Beginning at the line that contains "In the picture above, where can the raised", reproduce every line to the end of the material without changing any of them.

+ + + + +

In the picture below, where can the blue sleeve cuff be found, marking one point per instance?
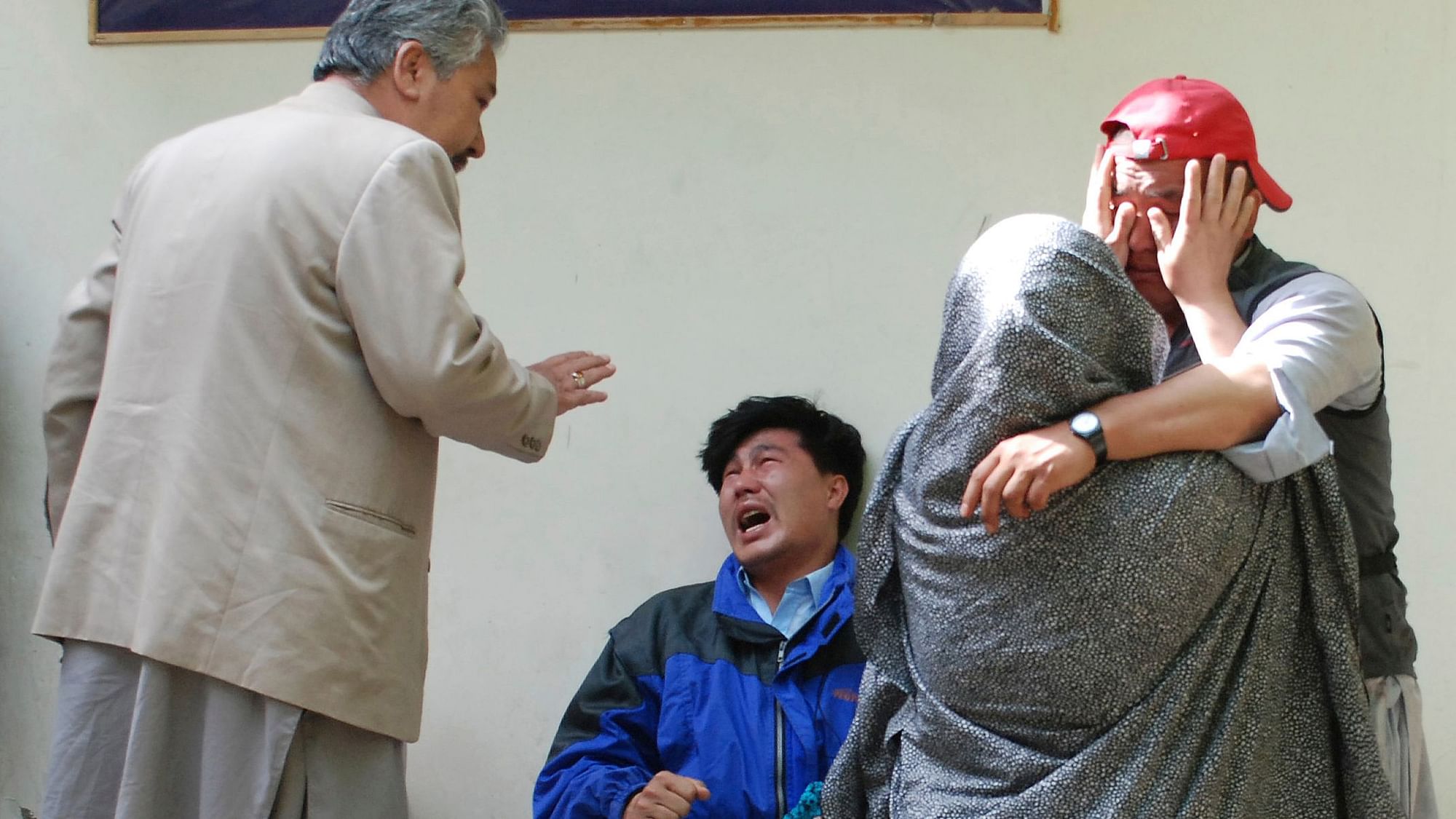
(1297, 439)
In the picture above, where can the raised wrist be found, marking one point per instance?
(1088, 427)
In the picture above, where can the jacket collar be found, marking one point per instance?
(742, 622)
(333, 95)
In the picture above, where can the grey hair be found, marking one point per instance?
(363, 41)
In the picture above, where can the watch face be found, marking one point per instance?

+ + + + +

Response:
In the picture above, where can the raised wrist be found, marking one point per instance?
(1088, 427)
In the picture above, where can the jacket collar be found, marking one point per instance?
(742, 622)
(333, 95)
In the picture above, where can the grey hair be found, marking one point per instance?
(363, 41)
In the picture above, where can the watch face be found, marking one point per instance?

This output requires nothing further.